Copy the part of the passage on leadership models that opens with the words containing "Transactional leadership sounds" and closes with "you need coordination.", substituting "foundation" for "backbone".

## Source extract
━━━━━━━━━━━━━━━━━━━━

Transformational leadership is the model that most founders love. It is the why. It is the story that turns hard work into meaning and fear into momentum. You draw a line from today’s bug fix to the future you promised the first hire. Done well, this model sets direction, aligns values, and raises the standard. The risk is that it can become a performance if you are not careful. When every standup becomes a rally, teams stop hearing the specifics. They feel inspired, then overwhelmed, then secretly lost. Use this model to open a chapter, to reset a broken narrative, or to carry the team through ambiguity while you learn. Do not use it to disguise the lack of a plan.

Transactional leadership sounds unfashionable, but it is the backbone of delivery. This is where you define outcomes, set clear expectations, enforce boundaries, and follow through on consequences and rewards. In early teams this is not bureaucracy. It is kindness. People cannot do their best work if they do not know what done means, who owns what, or what happens when priorities clash. The risk here is obvious. If you stay in transactional mode for too long, you will get compliant teams and timid thinking. People will wait for permission. Creativity will shrink to the size of your task list. Use this model when the company needs to land planes on time. Use it to repair trust after missed promises. Use it when you have clarity and you need coordination.

Servant leadership is the quiet model. You listen, remove blockers, and create conditions for others to lead. You do not rescue. You design an environment where the team can do the rescuing without you. This is the model that keeps talent. It creates psychological safety without creating dependency. The risk is that servant leadership can become a polite way to avoid hard calls. If you only ask how you can help, and never decide where you are going, you build a nice place to work that does not ship. Use this model to grow managers, to stabilize a stressed team, and to recover from founder centrality.

How do you know which model to use on a given week. Watch for three signals. First, narrative drift. If people cannot tell you why this sprint matters, you need a transformational reset. Keep it specific to the next block of work, not a generic purpose lecture. Second, execution fog. If tasks move but outcomes do not, you likely need transactional clarity. Tighten definitions, decision rights, and review rhythm. Third, ownership gaps. If everything still flows through you and people look nervous when you are out, shift to servant leadership. Remove two of your approvals. Give someone else the room to make a call and stand with them after.

Let me translate that into a lived example. We were expanding into Riyadh while keeping our Kuala Lumpur team focused on the core product. The new market needed belief and patience. The home market needed strict delivery. I split my calendar. Mondays opened with a short transformational briefing for the expansion team. We told one story that linked our first pilot to a problem our Saudi customers actually felt. Then we wrote down three non-negotiables so the story did not float. Tuesdays were transactional in KL. We wrote acceptance criteria like lawyers. We removed three parallel projects that were distracting the team. Thursdays I ran servant leadership rituals. I asked my ops lead to propose a change to onboarding and I promised to back the decision in front of the sales team. By the end of the quarter the energy in the expansion region stayed high enough to push through two rejections, and the home team shipped on time for the first time in months. The models did not compete. They supported the different jobs we were doing.

━━━━━━━━━━━━━━━━━━━━

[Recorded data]
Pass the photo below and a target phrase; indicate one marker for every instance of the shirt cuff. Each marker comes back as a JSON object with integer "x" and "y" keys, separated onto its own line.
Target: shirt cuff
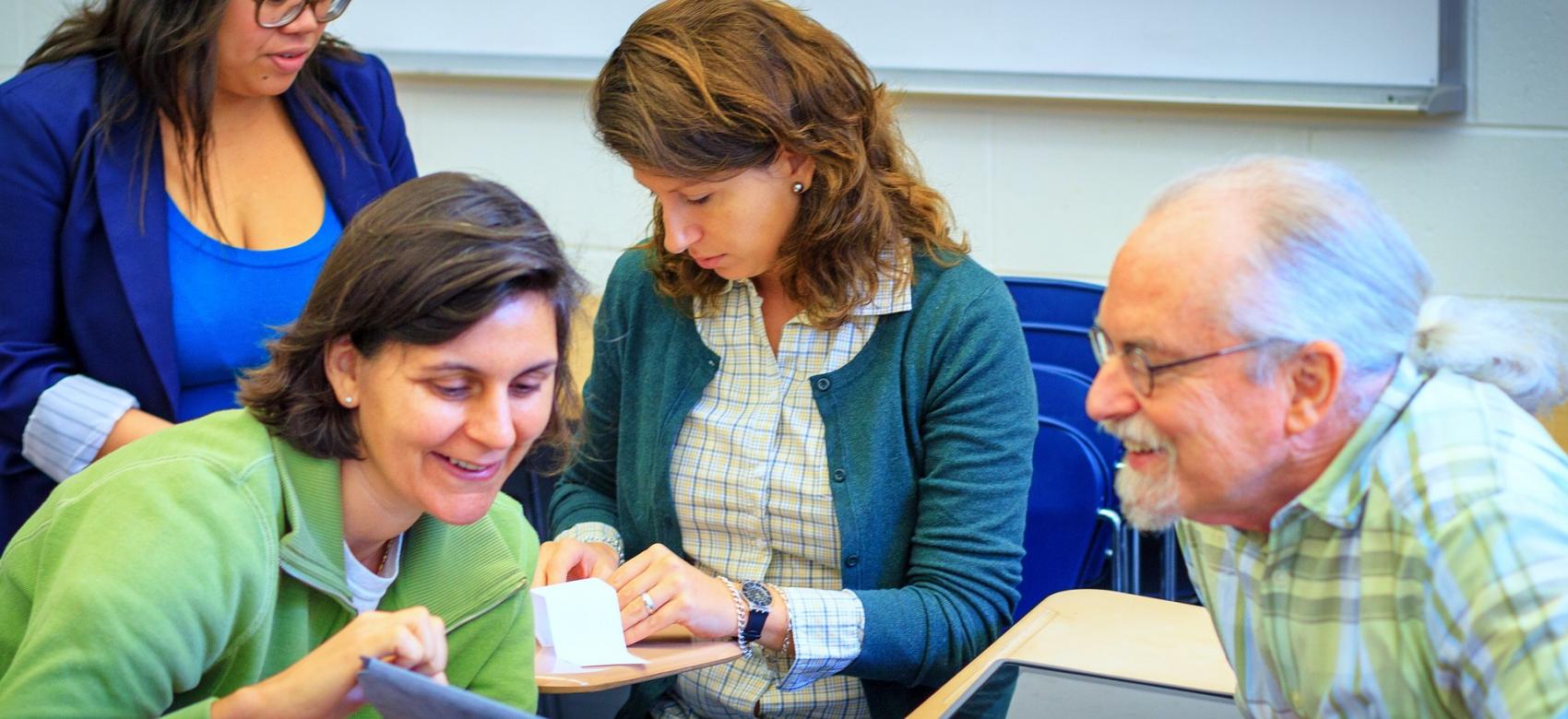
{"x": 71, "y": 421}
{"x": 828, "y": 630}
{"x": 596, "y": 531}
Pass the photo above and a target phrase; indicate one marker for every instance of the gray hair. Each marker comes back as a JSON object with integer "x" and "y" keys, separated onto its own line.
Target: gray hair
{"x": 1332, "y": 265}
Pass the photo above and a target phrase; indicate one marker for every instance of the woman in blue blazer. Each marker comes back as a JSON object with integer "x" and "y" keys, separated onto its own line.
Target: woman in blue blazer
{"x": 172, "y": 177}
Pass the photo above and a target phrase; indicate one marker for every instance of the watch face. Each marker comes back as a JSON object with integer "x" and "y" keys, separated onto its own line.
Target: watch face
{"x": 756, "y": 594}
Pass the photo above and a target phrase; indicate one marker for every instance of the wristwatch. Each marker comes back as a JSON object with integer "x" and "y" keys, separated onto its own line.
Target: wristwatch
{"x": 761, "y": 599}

━━━━━━━━━━━━━━━━━━━━

## Result below
Transactional leadership sounds unfashionable, but it is the foundation of delivery. This is where you define outcomes, set clear expectations, enforce boundaries, and follow through on consequences and rewards. In early teams this is not bureaucracy. It is kindness. People cannot do their best work if they do not know what done means, who owns what, or what happens when priorities clash. The risk here is obvious. If you stay in transactional mode for too long, you will get compliant teams and timid thinking. People will wait for permission. Creativity will shrink to the size of your task list. Use this model when the company needs to land planes on time. Use it to repair trust after missed promises. Use it when you have clarity and you need coordination.